**READING TEXT:**
HBV promoter activity

To evaluate the activity of the viral promoters, Luciferase reporter vectors were built. Briefly, HBV DNA fragments covering the Core Promoter (CP, nt 1,408–1,885), Surface Promoter 1 (SPI, nt 2,458–2,858) or Surface Promoter 2 (SPII, nt 2,920–3,163) regions were amplified by PCR from gtF1b Cosmopolitan and gtF1b Basal clones with primers including SacI and NheI restriction sites (Supplementary Table 1). PCRs were performed using the Expand high-fidelity PCR system (Roche, Mannheim, Germany) in accordance with the manufacturer’s instructions. The amplified HBV DNAs were digested with SacI and NheI restriction enzymes (New England Biolabs, Beverly, MA, United States) and inserted into the SacI/NheI sites of pGL4.10[luc2] basic vector (Promega, Madison, WI, United States). All constructs were verified by DNA sequencing.

**TASKS TO CARRY OUT:**
a – In the text on HBV promoter activity, what nucleotide range does the Core Promoter fragment cover?
b – From the text on HBV promoter activity, extract the part that opens with the words containing "To evaluate the" and closes with "by DNA sequencing.".
The entries have no role in this exercise.

**PROVIDED DATA:**
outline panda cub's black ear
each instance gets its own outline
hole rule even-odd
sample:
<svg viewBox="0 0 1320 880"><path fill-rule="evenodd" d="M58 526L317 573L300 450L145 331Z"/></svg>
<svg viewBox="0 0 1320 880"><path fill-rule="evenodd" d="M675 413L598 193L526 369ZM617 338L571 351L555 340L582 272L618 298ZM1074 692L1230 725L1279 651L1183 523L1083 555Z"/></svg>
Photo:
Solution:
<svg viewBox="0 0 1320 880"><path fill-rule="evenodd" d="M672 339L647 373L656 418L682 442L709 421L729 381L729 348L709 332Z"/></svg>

**ANSWERS BELOW:**
a – nt 1,408–1,885

b –
To evaluate the activity of the viral promoters, Luciferase reporter vectors were built. Briefly, HBV DNA fragments covering the Core Promoter (CP, nt 1,408–1,885), Surface Promoter 1 (SPI, nt 2,458–2,858) or Surface Promoter 2 (SPII, nt 2,920–3,163) regions were amplified by PCR from gtF1b Cosmopolitan and gtF1b Basal clones with primers including SacI and NheI restriction sites (Supplementary Table 1). PCRs were performed using the Expand high-fidelity PCR system (Roche, Mannheim, Germany) in accordance with the manufacturer’s instructions. The amplified HBV DNAs were digested with SacI and NheI restriction enzymes (New England Biolabs, Beverly, MA, United States) and inserted into the SacI/NheI sites of pGL4.10[luc2] basic vector (Promega, Madison, WI, United States). All constructs were verified by DNA sequencing.